**Task to complete:**
Rewrite every line of the rows below as a numbered list, leaving out any blank lines.

**Data rows:**
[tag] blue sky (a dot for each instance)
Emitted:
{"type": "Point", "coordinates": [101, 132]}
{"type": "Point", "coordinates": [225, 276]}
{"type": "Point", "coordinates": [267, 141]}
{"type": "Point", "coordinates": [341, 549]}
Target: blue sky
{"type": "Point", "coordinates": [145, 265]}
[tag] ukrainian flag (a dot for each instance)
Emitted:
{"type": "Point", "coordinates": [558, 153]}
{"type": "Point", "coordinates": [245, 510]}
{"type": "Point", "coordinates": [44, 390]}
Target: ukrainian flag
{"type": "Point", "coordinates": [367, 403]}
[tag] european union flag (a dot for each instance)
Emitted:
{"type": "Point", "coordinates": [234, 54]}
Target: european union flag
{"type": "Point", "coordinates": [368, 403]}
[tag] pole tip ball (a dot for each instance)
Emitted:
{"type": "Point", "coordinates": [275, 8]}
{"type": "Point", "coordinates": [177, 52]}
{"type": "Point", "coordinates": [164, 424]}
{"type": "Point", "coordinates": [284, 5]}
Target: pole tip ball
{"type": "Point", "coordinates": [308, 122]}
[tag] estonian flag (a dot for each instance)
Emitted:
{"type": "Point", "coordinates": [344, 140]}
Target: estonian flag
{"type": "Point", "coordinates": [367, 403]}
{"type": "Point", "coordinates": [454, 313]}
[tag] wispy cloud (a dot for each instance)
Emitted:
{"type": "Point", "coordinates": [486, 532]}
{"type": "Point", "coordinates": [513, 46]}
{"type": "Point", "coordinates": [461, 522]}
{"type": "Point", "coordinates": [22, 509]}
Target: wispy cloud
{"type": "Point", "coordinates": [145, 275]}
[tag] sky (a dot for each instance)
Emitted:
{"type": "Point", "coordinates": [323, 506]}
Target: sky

**Expected output:**
1. [tag] blue sky (a dot for each instance)
2. Emitted:
3. {"type": "Point", "coordinates": [101, 132]}
4. {"type": "Point", "coordinates": [225, 276]}
5. {"type": "Point", "coordinates": [267, 141]}
6. {"type": "Point", "coordinates": [341, 549]}
7. Target: blue sky
8. {"type": "Point", "coordinates": [145, 265]}
9. [tag] ukrainian flag (a dot for each instance)
10. Emitted:
11. {"type": "Point", "coordinates": [558, 153]}
12. {"type": "Point", "coordinates": [245, 510]}
13. {"type": "Point", "coordinates": [44, 390]}
14. Target: ukrainian flag
15. {"type": "Point", "coordinates": [367, 403]}
16. [tag] european union flag (a dot for each instance)
17. Emitted:
18. {"type": "Point", "coordinates": [234, 54]}
19. Target: european union flag
20. {"type": "Point", "coordinates": [368, 403]}
21. [tag] pole tip ball (a dot for each instance)
22. Emitted:
23. {"type": "Point", "coordinates": [275, 8]}
24. {"type": "Point", "coordinates": [177, 52]}
25. {"type": "Point", "coordinates": [164, 424]}
26. {"type": "Point", "coordinates": [284, 5]}
27. Target: pole tip ball
28. {"type": "Point", "coordinates": [308, 122]}
29. [tag] estonian flag (a dot for each instance)
30. Emitted:
31. {"type": "Point", "coordinates": [344, 140]}
32. Target: estonian flag
33. {"type": "Point", "coordinates": [367, 403]}
34. {"type": "Point", "coordinates": [454, 313]}
35. [tag] wispy cloud (a dot for each instance)
36. Emitted:
37. {"type": "Point", "coordinates": [486, 532]}
38. {"type": "Point", "coordinates": [513, 46]}
39. {"type": "Point", "coordinates": [461, 522]}
40. {"type": "Point", "coordinates": [22, 509]}
41. Target: wispy cloud
42. {"type": "Point", "coordinates": [145, 275]}
43. [tag] sky (a dot for each instance)
44. Emitted:
45. {"type": "Point", "coordinates": [323, 506]}
46. Target: sky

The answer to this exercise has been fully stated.